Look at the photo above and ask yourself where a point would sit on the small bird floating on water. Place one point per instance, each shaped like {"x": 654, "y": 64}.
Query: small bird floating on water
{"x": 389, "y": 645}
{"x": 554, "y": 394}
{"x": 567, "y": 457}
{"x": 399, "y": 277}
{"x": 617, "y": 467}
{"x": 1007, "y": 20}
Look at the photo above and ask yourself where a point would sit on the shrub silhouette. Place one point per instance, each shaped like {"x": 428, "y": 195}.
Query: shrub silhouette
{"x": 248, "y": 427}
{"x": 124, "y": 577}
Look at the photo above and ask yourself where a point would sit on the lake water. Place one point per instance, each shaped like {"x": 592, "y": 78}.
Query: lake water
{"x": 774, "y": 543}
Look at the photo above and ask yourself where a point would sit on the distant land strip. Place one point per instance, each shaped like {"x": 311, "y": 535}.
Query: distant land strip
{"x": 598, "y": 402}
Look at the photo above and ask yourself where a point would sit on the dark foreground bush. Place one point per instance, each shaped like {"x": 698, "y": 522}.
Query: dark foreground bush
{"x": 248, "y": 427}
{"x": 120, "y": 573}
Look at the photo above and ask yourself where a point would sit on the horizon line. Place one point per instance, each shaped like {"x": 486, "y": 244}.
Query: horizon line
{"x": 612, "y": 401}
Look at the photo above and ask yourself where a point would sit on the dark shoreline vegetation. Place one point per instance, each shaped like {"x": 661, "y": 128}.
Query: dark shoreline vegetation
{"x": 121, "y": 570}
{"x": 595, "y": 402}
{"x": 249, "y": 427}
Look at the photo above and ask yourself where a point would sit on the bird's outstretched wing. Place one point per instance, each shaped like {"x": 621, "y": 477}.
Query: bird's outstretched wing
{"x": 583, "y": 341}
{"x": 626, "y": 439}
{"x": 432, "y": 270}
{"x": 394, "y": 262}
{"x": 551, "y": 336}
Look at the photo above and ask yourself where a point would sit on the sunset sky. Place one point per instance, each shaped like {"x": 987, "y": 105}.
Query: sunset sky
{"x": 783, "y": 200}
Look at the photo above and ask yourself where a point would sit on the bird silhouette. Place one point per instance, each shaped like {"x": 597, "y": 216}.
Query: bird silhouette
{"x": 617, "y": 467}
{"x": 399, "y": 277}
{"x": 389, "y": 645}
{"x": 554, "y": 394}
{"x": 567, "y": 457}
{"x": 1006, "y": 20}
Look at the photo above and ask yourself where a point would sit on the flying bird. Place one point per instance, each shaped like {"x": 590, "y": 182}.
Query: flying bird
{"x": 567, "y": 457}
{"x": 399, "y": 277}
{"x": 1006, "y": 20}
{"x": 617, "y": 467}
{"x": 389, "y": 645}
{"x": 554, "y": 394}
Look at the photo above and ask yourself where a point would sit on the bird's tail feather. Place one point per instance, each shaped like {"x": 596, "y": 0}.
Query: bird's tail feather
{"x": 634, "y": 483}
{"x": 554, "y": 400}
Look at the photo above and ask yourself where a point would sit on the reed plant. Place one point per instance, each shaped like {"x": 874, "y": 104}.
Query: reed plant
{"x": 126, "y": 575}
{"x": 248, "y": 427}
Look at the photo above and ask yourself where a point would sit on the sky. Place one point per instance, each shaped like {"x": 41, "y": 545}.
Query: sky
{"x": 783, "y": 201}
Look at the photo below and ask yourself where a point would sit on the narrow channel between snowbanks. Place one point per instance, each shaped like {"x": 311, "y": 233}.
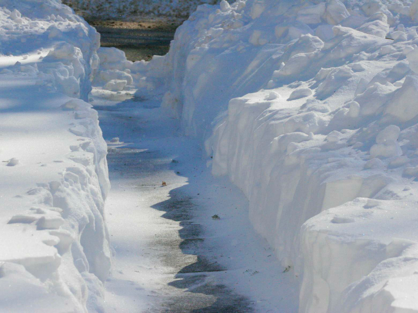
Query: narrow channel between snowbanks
{"x": 54, "y": 254}
{"x": 310, "y": 107}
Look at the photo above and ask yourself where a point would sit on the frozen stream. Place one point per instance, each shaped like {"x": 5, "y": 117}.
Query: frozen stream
{"x": 171, "y": 253}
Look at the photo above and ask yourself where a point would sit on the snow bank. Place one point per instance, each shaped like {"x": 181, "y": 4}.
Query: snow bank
{"x": 310, "y": 107}
{"x": 54, "y": 254}
{"x": 122, "y": 8}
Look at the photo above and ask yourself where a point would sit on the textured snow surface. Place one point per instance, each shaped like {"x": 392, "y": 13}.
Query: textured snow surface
{"x": 54, "y": 252}
{"x": 311, "y": 109}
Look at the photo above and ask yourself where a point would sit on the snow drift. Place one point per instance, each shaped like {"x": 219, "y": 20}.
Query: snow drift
{"x": 310, "y": 107}
{"x": 54, "y": 254}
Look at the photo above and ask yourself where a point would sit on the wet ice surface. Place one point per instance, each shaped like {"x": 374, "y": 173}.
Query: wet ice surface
{"x": 139, "y": 40}
{"x": 170, "y": 253}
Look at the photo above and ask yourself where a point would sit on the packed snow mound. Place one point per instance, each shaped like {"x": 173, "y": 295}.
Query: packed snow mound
{"x": 54, "y": 254}
{"x": 123, "y": 8}
{"x": 310, "y": 107}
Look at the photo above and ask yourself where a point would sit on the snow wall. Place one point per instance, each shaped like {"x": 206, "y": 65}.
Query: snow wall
{"x": 311, "y": 109}
{"x": 54, "y": 254}
{"x": 122, "y": 8}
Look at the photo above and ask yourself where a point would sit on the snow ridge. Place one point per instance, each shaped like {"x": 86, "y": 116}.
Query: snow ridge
{"x": 55, "y": 253}
{"x": 310, "y": 107}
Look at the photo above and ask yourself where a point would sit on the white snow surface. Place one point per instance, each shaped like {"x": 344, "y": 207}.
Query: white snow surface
{"x": 310, "y": 108}
{"x": 54, "y": 252}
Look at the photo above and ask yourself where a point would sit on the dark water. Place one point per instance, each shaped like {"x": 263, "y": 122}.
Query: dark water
{"x": 138, "y": 44}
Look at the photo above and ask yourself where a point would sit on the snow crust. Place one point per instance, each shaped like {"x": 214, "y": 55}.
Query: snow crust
{"x": 310, "y": 108}
{"x": 54, "y": 251}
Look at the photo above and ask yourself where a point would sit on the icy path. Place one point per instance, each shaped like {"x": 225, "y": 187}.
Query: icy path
{"x": 170, "y": 254}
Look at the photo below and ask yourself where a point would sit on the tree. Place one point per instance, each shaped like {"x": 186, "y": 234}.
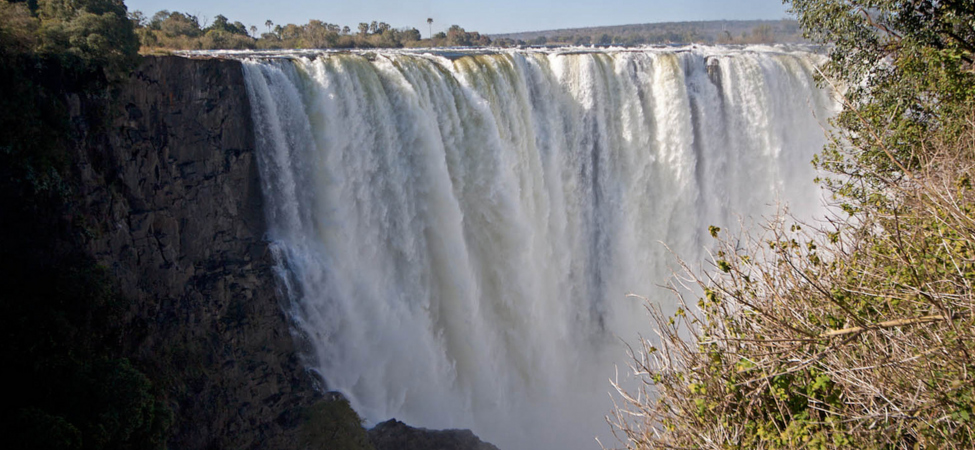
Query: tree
{"x": 858, "y": 333}
{"x": 907, "y": 65}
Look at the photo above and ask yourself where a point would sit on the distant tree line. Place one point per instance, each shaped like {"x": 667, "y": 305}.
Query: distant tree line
{"x": 71, "y": 387}
{"x": 167, "y": 30}
{"x": 713, "y": 32}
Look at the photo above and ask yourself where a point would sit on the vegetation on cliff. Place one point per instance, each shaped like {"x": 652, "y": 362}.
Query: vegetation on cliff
{"x": 858, "y": 332}
{"x": 70, "y": 388}
{"x": 167, "y": 30}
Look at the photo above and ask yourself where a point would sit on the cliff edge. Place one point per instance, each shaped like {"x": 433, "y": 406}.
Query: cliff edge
{"x": 174, "y": 188}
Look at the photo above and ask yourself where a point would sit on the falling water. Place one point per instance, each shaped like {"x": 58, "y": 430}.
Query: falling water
{"x": 456, "y": 236}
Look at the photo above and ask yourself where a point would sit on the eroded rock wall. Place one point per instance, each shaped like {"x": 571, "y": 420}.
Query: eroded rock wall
{"x": 173, "y": 199}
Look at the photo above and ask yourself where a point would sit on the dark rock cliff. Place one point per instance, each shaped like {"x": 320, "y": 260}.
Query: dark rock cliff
{"x": 172, "y": 204}
{"x": 174, "y": 188}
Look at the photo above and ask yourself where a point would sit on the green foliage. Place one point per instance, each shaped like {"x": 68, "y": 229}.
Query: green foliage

————————

- DIRECTIONS -
Repeat word for word the stretch from the line containing "on the eroded" through the last line of the entries, both ends included.

- EXERCISE ANSWER -
Look at the photo above and ask yourself where a point would sit on the eroded rock wall. Place one point per instance, each shaped like {"x": 571, "y": 420}.
Query: eroded rock wall
{"x": 173, "y": 199}
Look at the photo above and ask yourself where a point would sit on the dark rock cliff. Place one point per instance, each shaped like {"x": 320, "y": 260}.
Query: dark rock cliff
{"x": 172, "y": 204}
{"x": 174, "y": 188}
Look at the photo above and ask yourself where a point would sit on the green foliage. Place one point per instance, each shaped like {"x": 68, "y": 229}.
Query: green foliage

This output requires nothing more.